# Alıştırma Seti
a) Baba Fantom metnine göre aşağıdaki soruları yanıtlayın:
(i) Uçak hangi yıl dönümüne özel olarak boyanmıştır?
(ii) Bu tarz faaliyetler kimler için düzenlenmektedir?
(iii) Bu faaliyetler hangi iki amaç için kıymetli bulunmaktadır?
b) Baba Fantom metnini son cümlesinden sonrasından başlayarak devam ettirin.

# Belge
>>>

F-4E uçaklarının Türk Hava Kuvvetleri Komutanlığı’nın envanterine girişinin 50’nci yılına özel olarak Türk Bayrağı ve Atatürk temalı olarak boyanan bir F-4E Fantom uçağı (F-4E/2020 Terminatör Varyantı), aslında en bilinen adıyla, efsanevi “BABA FANTOM” diğer F-4E/2020 uçakları ile havacılık basını jargonunda TÜBİTAK SAGE (Elephant Walk) olarak bilinen toplu alarm kalkışını müteakiben, kanyon içerisinden vadiye alçak irtifadan yüksek süratli taarruz harekatı icra ederek; çok sayıda yerli ve yabancı basın mensubu ve havacılık fotoğrafçısının katıldığı “Basın ve Havacılık Fotoğrafçıları Günü” düzenlenmiştir.
Basından ve sosyal medyadan izlediğimiz, bu görsel güzelliği çok yüksek ve çok etkileyici taarruz harekâtı; gerçekten Baba Fantom’un şanına yaraşır, etkileyici bir “Basın ve Havacılık Fotoğrafçıları Günü” oldu.
Uçak fotoğrafçıları (aircraft spotters) için düzenlenen bu tarz faaliyetler; hem ülkemizin hava gücünü dosta ve düşmana göstermek hem de gençlere havacılığı sevdirmek için çok kıymetlidir.

<<<

# Veri Alıntısı

>>>

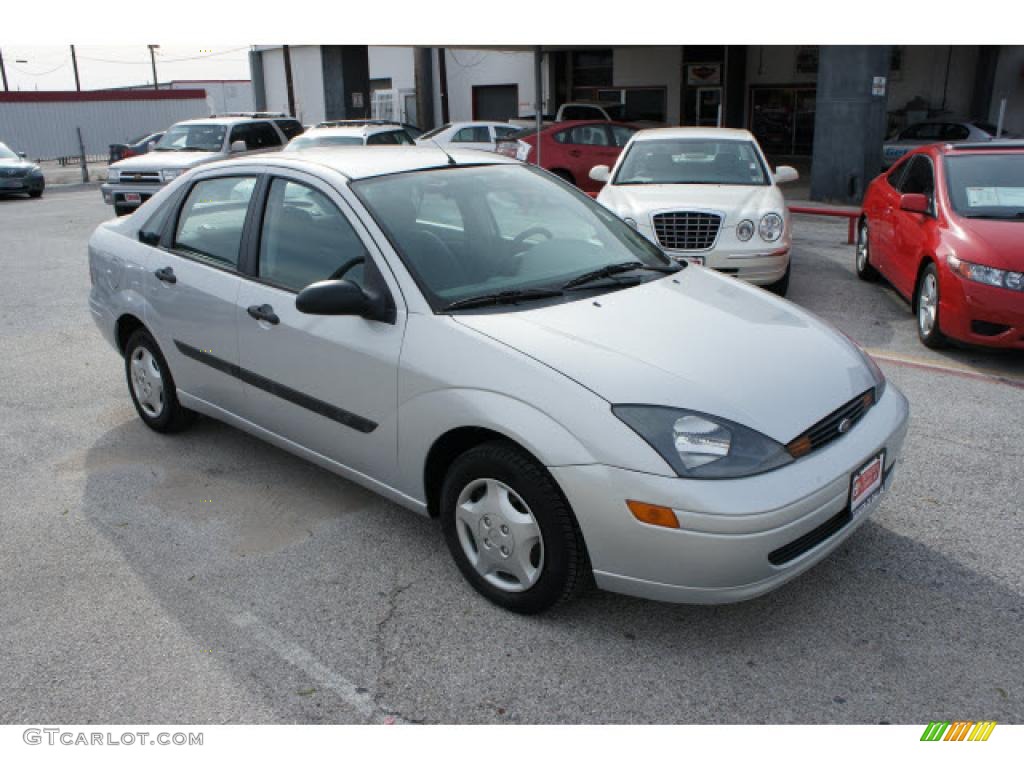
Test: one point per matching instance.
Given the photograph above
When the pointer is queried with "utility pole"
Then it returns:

<<<

# Sırasıyla Cevaplar
a)
(i) F-4E uçaklarının Türk Hava Kuvvetleri Komutanlığı'nın envanterine girişinin 50'nci yılına özel olarak boyanmıştır.
(ii) Uçak fotoğrafçıları (aircraft spotters) için düzenlenmektedir.
(iii) Ülkemizin hava gücünü dosta ve düşmana göstermek ve gençlere havacılığı sevdirmek için kıymetlidir.

b)
Ancak, Baba Fantom’un hava gücümüze katılışının 50. yılındaki bu faaliyet; basın ve havacılık fotoğrafçıları gününün çok ötesine geçerek, bu muazzam uçağın bunca uzun bir süre Türk Hava Kuvvetlerine hizmet verebilmesine emeği geçenleri de anma günü oldu, bu durum, bu güne çok daha ulvi bir anlam yükledi.
Basından ve sosyal medyadan bu 50 yıllık muhteşem ama meşakkatli yolculuğa öncülük eden, katkı sağlayan uçucu komutanlarımızın ve uçucularımızın vakur ve sevinçli görüntüleri minnettarlıkla izlendi, bu anlamlı faaliyetten onlar kadar mutlu olundu.
F-4 uçağının servis ömrü 30 yıl veya 8000 uçuş saatidir, hangisi önce gelirse o kabul edilir, yani bir F-4 uçağı 30 yılda sadece 4000 uçuş saatini tamamlamış olsa dahi hizmetten alınabilir yada 20 yılda 8000 uçuş saatinde de hizmetten alınabilir.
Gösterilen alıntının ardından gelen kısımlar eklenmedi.